::: INFORMATION SHOWN :::

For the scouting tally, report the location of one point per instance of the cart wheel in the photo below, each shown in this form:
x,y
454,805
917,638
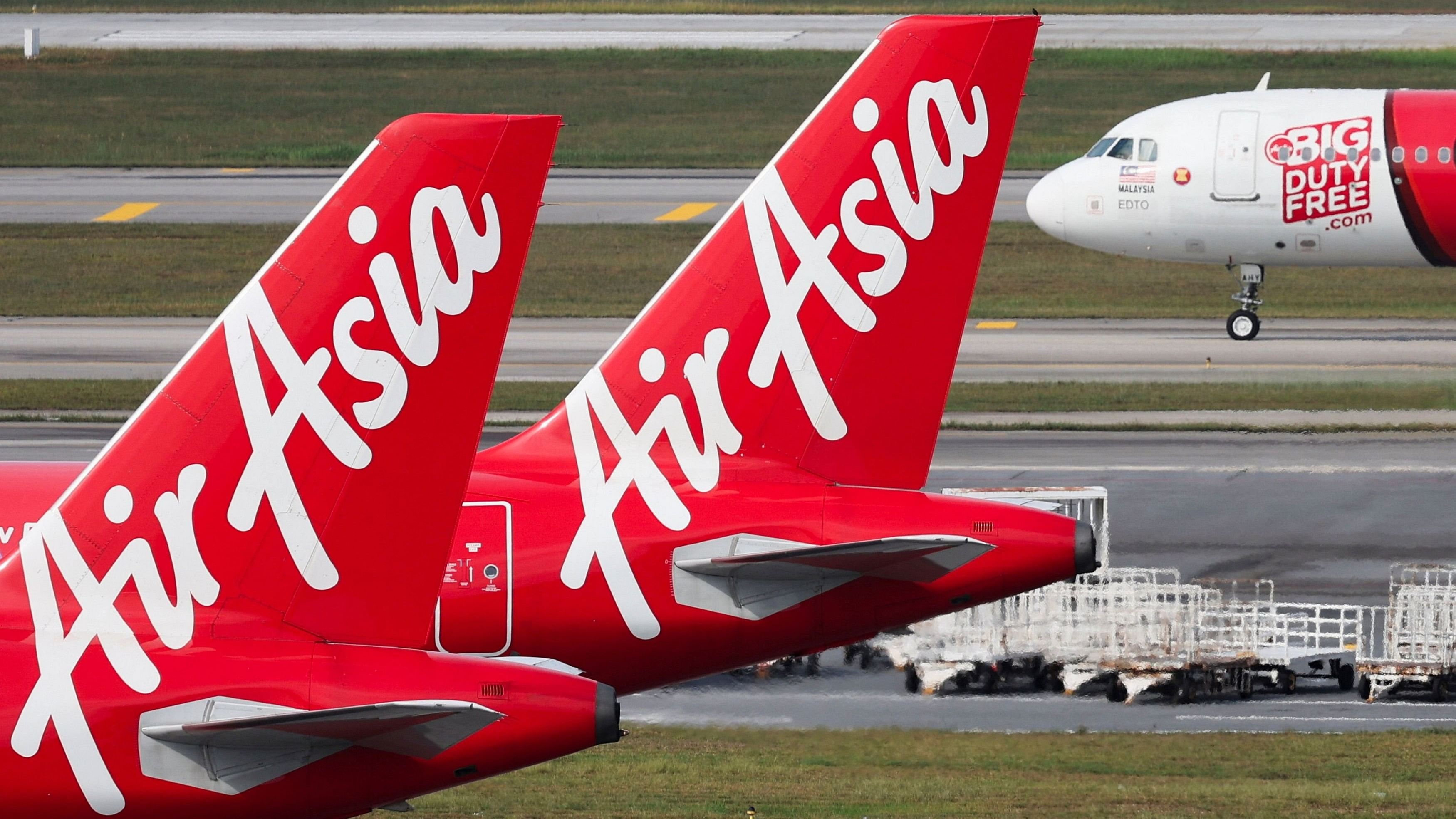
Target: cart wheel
x,y
1286,681
1347,677
990,680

:::

[CHALLENGE] Give only the number of lines in the material above that contain the word "cart".

[CORRECT RESPONSE] 2